Source records:
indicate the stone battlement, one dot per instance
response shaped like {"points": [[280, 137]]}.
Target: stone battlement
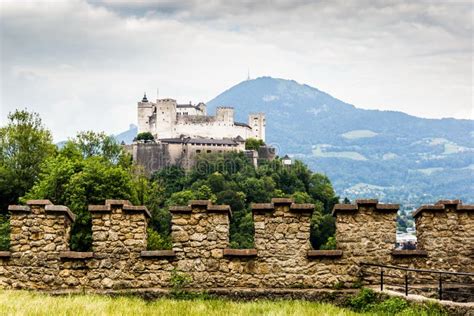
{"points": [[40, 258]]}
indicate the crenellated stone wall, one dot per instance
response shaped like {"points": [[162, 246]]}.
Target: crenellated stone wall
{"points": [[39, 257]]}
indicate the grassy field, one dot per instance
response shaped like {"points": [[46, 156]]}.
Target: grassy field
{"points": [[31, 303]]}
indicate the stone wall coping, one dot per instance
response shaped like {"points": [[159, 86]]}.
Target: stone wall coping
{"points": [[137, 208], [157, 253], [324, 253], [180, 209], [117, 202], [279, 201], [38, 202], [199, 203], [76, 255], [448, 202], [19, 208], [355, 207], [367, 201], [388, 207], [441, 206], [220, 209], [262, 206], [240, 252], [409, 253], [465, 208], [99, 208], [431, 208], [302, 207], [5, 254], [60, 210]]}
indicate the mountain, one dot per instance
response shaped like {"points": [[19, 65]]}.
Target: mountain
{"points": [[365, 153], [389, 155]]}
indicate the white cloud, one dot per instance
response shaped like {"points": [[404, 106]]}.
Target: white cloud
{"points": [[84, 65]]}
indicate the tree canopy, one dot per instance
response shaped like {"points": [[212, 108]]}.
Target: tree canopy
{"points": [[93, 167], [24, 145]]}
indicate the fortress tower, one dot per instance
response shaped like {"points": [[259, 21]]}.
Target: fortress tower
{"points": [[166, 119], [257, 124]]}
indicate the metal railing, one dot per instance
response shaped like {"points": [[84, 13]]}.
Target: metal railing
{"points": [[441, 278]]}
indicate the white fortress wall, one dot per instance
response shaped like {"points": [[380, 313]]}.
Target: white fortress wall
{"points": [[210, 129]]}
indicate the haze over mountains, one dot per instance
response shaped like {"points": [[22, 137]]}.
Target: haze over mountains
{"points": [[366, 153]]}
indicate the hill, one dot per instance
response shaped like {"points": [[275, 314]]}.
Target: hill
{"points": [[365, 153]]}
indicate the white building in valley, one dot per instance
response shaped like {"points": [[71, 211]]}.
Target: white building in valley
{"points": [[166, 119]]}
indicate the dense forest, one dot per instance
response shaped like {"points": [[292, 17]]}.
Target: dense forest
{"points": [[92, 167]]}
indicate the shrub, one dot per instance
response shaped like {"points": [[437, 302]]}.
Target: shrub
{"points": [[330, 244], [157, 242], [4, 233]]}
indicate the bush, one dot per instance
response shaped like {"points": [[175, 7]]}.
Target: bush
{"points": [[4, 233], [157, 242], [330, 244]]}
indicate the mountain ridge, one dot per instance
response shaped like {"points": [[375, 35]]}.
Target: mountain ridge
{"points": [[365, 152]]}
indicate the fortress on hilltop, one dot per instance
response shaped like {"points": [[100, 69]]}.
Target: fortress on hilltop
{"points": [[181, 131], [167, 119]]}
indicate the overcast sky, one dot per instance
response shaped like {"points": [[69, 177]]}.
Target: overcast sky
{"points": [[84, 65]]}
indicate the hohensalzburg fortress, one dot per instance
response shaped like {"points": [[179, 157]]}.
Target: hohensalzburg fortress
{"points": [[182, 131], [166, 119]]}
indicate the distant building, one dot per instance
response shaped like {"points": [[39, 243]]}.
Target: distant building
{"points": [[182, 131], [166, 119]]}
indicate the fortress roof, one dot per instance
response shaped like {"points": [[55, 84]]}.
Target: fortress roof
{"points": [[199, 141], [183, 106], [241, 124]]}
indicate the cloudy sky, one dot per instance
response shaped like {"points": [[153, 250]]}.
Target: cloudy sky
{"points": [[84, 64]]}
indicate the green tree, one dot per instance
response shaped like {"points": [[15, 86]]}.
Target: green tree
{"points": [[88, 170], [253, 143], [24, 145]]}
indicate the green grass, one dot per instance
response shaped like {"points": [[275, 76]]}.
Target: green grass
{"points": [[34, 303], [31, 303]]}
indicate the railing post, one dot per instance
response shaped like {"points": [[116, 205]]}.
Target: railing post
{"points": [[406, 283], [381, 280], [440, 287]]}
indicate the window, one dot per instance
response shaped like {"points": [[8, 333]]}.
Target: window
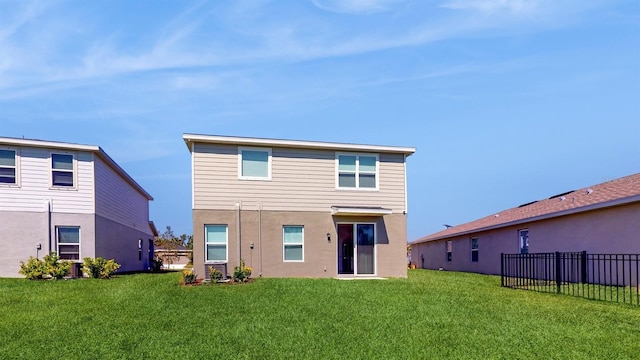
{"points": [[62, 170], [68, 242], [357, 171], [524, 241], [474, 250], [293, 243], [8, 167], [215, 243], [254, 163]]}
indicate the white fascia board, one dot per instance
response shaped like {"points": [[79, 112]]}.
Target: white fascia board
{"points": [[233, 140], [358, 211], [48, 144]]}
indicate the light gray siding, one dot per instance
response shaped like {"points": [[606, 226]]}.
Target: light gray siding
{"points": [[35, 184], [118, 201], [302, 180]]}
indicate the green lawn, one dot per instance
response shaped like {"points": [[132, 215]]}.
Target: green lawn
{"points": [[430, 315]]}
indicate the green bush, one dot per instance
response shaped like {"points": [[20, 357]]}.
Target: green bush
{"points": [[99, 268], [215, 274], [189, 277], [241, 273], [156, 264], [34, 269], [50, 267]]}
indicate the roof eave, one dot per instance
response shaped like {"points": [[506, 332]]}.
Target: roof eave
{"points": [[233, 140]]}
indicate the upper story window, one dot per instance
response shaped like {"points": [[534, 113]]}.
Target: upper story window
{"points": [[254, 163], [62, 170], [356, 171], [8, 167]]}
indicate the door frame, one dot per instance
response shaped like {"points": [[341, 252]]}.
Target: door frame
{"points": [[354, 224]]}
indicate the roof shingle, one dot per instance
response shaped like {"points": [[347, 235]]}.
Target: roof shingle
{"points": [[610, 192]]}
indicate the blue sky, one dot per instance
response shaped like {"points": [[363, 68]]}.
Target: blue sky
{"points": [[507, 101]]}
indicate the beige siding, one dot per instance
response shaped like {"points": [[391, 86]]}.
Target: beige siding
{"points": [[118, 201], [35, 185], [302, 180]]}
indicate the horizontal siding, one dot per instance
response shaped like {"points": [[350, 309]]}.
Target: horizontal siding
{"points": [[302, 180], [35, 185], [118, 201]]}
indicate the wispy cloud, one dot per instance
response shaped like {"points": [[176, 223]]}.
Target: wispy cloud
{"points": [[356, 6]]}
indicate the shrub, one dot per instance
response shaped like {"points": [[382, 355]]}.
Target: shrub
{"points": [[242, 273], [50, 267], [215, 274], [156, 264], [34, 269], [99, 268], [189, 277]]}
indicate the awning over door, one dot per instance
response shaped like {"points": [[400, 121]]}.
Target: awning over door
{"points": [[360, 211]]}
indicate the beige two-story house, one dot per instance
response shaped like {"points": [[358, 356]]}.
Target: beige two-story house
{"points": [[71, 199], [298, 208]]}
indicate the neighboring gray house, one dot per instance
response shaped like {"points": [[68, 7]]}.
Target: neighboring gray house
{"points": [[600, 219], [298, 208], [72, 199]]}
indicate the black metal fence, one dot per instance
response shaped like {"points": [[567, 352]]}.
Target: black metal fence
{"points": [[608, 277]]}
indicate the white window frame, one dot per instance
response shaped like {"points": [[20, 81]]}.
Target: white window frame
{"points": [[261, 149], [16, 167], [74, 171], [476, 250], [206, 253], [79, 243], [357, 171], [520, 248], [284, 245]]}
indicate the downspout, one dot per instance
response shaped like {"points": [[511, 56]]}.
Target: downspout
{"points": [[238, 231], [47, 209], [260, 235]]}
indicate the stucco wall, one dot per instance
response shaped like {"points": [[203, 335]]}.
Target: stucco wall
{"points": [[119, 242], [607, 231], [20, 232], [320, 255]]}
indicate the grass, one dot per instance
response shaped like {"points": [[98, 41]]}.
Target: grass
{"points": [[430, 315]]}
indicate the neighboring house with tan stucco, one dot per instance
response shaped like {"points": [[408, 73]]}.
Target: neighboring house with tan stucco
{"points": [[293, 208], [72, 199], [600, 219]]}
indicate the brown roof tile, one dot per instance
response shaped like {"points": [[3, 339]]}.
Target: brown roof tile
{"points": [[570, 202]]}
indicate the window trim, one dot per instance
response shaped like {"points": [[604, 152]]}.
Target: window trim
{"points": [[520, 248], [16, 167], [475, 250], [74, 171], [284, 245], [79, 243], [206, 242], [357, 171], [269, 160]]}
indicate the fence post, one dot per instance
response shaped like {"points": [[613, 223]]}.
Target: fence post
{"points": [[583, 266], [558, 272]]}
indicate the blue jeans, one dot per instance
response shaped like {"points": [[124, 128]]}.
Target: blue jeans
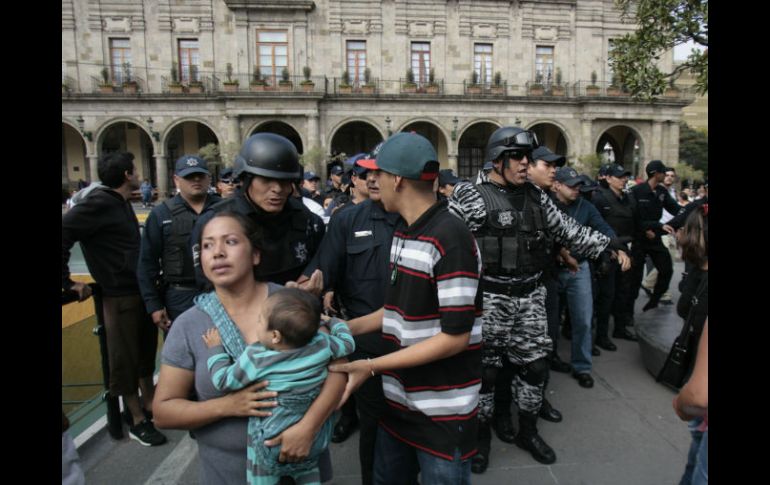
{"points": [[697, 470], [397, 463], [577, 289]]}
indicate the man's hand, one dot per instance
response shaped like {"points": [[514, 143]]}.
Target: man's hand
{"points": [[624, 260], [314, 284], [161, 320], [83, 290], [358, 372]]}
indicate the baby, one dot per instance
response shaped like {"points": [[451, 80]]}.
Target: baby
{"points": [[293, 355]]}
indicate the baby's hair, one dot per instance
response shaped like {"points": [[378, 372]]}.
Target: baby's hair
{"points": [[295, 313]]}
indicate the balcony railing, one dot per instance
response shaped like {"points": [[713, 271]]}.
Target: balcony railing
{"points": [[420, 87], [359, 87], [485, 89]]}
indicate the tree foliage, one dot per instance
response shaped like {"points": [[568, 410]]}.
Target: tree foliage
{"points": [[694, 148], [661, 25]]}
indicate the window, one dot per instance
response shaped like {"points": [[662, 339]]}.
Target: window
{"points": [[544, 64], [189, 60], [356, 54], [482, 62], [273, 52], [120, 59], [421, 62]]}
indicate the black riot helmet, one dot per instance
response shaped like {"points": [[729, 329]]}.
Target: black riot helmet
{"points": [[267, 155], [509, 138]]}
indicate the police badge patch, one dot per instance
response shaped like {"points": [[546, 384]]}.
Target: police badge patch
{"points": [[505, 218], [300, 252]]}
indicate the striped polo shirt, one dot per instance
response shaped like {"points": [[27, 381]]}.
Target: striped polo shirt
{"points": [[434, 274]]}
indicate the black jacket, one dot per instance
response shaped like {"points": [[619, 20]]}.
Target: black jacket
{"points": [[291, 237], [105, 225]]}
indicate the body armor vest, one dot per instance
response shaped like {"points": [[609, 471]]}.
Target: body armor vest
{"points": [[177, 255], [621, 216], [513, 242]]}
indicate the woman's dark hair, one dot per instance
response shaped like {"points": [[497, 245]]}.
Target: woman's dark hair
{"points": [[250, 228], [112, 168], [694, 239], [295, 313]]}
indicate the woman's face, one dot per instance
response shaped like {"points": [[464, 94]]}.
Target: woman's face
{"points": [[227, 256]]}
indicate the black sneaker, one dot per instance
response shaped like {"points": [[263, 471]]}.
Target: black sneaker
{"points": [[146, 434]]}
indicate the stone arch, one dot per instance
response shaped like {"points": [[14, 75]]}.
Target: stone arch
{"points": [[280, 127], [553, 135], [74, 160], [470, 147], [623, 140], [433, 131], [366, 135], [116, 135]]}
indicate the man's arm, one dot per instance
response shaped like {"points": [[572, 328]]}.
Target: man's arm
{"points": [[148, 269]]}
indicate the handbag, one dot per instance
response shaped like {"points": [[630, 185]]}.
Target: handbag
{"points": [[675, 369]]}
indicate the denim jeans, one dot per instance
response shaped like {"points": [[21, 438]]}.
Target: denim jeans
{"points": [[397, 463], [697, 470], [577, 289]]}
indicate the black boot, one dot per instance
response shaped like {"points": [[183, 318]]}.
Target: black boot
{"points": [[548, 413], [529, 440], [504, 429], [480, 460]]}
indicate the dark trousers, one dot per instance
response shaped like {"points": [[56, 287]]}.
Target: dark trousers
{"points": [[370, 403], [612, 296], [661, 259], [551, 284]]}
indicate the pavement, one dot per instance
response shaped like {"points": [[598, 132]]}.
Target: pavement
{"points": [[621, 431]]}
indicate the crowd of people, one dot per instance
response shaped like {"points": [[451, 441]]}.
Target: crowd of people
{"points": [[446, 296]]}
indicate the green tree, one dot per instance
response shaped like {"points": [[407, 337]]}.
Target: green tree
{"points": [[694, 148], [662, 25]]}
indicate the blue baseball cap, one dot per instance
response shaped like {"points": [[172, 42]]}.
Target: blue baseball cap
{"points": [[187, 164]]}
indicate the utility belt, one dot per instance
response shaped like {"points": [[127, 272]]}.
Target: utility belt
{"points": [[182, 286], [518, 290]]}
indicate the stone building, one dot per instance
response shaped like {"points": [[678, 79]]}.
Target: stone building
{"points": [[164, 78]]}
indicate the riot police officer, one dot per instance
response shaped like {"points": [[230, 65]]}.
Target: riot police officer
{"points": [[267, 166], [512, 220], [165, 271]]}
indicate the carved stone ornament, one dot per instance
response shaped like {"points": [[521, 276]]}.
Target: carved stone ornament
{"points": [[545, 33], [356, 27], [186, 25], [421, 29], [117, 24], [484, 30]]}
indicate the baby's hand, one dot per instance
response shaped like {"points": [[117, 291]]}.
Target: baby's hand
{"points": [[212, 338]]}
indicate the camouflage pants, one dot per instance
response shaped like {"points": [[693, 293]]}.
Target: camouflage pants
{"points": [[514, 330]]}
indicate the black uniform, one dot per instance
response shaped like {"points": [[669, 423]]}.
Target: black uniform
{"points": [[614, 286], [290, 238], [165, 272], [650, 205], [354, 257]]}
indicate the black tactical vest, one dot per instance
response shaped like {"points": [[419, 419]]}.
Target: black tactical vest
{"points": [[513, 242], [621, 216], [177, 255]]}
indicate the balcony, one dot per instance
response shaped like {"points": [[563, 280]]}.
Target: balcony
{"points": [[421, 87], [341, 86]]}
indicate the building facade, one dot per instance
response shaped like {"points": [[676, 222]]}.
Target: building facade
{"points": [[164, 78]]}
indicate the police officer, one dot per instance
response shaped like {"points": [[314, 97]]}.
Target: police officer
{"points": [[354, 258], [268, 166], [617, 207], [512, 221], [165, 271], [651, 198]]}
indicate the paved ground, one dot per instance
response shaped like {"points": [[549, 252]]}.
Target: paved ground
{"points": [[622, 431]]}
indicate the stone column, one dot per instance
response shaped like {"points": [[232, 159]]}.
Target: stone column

Instructions to follow:
In the entries above, find each line that includes the string "column" and copy it.

Response below:
indicate the stone column, one dot per instance
Target: stone column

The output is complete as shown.